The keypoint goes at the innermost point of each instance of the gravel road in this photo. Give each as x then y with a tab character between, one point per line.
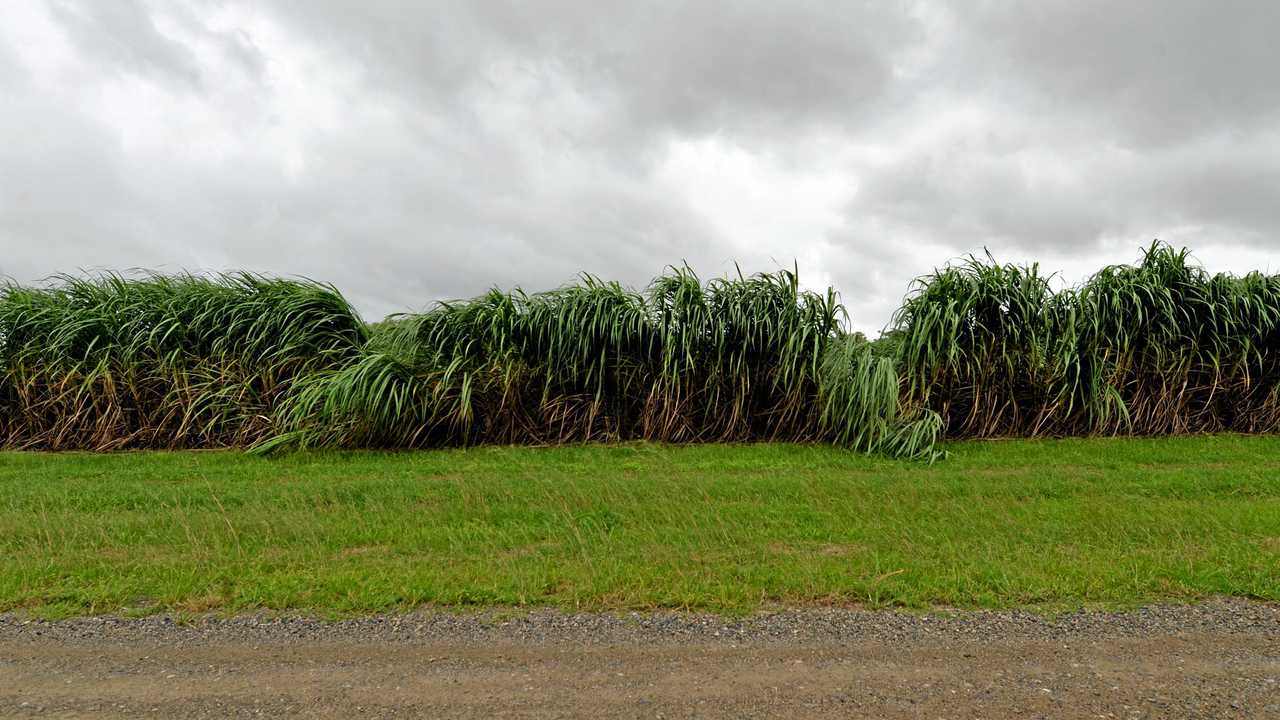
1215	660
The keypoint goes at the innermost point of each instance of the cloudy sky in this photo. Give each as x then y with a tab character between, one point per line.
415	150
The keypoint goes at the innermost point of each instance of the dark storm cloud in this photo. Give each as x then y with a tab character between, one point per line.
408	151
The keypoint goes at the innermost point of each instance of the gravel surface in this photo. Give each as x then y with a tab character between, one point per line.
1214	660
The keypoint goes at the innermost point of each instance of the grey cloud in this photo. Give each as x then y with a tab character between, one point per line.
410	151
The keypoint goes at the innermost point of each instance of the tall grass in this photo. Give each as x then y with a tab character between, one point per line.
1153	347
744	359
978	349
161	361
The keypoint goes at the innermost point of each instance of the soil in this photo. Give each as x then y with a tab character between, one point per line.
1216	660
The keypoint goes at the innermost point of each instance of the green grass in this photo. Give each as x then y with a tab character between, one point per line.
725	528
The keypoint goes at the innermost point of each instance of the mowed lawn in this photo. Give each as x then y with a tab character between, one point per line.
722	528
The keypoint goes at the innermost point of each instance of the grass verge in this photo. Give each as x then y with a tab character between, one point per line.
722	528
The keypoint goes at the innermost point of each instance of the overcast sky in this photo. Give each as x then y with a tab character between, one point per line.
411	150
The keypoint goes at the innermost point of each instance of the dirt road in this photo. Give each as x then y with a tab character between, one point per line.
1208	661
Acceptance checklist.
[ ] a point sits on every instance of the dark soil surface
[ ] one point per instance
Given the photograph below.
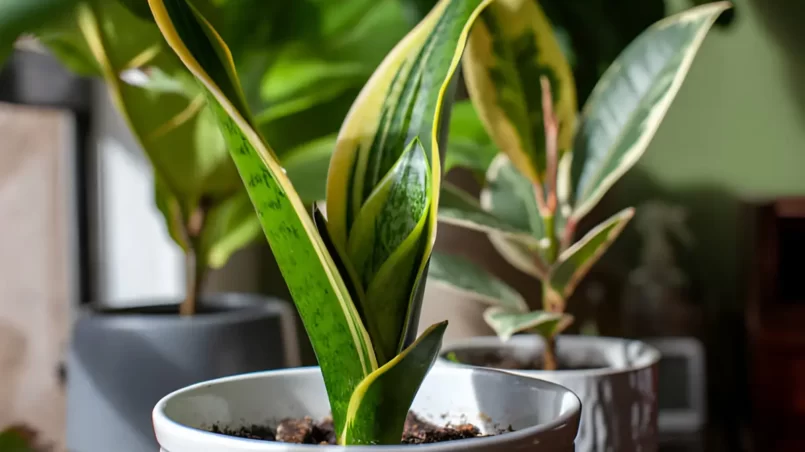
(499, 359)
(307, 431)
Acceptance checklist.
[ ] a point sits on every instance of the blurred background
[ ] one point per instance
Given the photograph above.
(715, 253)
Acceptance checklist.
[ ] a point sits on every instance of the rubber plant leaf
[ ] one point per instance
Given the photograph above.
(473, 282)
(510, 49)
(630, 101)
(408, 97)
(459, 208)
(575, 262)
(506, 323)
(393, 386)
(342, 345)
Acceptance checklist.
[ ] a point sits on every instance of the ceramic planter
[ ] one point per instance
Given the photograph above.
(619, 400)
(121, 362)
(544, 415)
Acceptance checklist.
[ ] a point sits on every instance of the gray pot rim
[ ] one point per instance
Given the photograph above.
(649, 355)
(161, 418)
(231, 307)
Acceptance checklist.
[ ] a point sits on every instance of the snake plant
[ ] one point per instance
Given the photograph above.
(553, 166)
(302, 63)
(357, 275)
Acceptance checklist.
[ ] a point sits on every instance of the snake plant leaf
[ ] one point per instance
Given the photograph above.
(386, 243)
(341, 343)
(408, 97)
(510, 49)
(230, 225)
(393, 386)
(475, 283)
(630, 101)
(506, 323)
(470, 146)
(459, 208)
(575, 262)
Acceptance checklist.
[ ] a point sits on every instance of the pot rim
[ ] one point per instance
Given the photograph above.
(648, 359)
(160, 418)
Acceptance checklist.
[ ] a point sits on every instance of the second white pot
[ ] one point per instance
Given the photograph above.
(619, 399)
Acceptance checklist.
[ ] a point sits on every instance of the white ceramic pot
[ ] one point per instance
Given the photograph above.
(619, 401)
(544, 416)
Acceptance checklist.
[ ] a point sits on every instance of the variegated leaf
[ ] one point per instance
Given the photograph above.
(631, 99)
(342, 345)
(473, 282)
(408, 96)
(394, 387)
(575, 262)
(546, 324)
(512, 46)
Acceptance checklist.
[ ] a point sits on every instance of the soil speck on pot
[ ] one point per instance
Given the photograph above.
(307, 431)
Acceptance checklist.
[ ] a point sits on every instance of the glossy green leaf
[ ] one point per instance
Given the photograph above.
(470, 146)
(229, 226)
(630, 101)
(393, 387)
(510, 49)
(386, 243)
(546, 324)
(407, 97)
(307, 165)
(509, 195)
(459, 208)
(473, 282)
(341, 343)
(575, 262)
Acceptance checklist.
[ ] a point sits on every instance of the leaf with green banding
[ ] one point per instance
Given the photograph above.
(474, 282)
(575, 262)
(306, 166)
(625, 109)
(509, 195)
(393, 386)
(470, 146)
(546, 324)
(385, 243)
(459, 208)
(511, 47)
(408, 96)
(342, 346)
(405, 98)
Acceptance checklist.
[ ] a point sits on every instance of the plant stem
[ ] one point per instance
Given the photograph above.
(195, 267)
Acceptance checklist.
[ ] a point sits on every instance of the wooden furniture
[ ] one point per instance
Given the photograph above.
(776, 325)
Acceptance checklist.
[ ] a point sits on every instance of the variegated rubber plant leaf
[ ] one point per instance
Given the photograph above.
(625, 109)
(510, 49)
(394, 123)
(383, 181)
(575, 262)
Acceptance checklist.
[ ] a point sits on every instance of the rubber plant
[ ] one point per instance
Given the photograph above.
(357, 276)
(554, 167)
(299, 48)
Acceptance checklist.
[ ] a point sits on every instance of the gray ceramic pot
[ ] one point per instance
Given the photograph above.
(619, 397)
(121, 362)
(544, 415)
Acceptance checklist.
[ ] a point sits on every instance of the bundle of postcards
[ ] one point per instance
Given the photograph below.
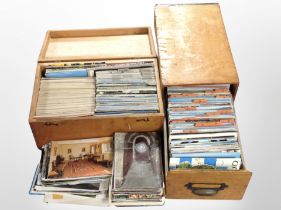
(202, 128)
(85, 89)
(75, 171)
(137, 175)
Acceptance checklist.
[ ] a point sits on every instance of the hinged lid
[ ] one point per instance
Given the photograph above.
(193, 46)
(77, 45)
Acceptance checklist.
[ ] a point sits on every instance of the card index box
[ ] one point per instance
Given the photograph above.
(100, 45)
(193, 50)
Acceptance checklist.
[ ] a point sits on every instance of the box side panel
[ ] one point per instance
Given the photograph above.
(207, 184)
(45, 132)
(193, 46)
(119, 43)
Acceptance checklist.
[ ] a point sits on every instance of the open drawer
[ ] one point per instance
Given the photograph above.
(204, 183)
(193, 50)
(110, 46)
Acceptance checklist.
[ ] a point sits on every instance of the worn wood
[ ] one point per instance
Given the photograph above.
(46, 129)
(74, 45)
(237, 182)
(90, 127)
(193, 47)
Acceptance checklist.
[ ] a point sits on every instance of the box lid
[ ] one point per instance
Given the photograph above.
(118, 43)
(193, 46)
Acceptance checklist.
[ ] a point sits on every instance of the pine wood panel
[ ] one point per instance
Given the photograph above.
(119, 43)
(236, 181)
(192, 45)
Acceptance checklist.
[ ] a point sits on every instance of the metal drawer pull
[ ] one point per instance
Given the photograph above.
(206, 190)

* * *

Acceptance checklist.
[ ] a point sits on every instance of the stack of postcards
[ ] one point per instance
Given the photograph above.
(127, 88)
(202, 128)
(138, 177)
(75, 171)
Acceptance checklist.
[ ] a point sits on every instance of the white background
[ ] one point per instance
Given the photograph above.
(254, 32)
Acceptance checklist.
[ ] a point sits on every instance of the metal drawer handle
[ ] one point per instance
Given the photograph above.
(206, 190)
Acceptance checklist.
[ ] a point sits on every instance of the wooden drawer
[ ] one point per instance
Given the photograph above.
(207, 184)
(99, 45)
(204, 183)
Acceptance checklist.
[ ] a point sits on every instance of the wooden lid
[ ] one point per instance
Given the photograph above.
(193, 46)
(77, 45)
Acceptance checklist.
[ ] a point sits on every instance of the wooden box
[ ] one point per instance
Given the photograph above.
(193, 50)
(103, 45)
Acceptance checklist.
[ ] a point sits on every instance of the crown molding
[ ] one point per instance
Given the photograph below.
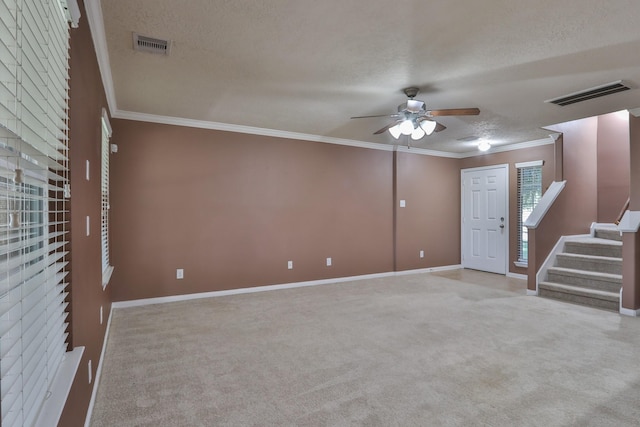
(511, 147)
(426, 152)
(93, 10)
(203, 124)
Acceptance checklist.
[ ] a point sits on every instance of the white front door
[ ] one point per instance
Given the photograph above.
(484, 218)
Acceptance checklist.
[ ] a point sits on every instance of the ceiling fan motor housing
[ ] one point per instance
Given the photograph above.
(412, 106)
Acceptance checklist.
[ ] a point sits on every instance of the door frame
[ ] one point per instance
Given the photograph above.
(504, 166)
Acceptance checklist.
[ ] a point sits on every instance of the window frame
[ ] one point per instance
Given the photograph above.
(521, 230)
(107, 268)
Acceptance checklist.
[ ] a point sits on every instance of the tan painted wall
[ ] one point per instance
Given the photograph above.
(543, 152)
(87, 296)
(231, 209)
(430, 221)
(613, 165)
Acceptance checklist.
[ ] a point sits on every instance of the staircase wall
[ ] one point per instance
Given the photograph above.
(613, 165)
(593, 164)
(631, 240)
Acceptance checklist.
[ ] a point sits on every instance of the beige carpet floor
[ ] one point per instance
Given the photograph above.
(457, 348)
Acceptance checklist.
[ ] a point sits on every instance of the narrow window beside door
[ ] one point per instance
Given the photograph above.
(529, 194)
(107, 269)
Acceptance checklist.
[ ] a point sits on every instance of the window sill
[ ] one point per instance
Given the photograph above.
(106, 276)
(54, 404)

* * *

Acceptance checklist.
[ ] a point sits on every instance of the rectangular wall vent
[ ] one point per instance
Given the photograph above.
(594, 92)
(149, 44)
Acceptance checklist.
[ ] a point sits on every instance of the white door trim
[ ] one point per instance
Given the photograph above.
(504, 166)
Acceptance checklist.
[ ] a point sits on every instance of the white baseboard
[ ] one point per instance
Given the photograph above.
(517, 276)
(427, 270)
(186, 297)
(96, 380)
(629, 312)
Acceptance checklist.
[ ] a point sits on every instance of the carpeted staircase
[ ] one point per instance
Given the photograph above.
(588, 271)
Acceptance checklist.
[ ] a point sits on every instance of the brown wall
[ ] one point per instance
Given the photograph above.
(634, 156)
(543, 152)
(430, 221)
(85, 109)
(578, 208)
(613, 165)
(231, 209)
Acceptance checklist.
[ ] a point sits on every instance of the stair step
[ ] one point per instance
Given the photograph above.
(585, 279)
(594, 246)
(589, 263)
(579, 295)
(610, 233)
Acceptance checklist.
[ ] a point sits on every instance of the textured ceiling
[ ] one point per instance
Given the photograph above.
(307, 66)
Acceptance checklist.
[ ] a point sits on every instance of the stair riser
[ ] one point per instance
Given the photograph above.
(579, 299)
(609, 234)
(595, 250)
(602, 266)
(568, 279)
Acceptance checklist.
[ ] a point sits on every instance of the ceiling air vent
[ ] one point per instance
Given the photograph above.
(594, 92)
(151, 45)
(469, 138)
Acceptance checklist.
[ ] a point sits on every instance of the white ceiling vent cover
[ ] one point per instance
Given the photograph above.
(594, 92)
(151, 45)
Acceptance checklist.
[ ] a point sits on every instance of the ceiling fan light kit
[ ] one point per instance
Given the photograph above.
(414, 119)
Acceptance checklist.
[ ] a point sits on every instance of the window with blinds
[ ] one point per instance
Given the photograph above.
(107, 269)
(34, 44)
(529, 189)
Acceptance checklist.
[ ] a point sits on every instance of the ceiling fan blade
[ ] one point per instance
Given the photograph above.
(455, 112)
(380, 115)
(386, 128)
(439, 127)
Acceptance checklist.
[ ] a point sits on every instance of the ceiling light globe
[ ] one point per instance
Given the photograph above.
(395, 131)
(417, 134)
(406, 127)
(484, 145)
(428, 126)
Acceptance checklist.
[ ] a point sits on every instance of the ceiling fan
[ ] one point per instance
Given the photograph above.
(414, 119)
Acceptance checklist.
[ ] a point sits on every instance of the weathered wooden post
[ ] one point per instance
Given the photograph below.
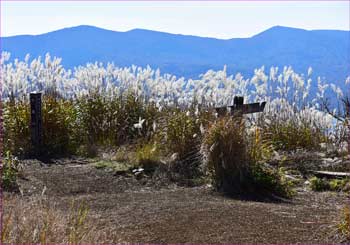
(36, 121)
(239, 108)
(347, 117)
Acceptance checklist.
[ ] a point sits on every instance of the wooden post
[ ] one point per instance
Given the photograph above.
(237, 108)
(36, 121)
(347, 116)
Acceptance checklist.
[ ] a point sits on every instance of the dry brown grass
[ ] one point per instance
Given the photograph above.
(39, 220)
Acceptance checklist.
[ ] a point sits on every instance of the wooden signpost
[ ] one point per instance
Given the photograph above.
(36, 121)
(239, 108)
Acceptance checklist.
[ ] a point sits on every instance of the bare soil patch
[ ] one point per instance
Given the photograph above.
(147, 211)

* _Problem details_
In the listing above, find the lines holding the word "window" and copy them.

* _Exercise solution_
[ ] a point sits on every instance of the window frame
[ ] a point sits on every instance of the narrow window beside door
[ ] a point sits on every instance of the window sill
[ ] a point sits on every instance of the window with blinds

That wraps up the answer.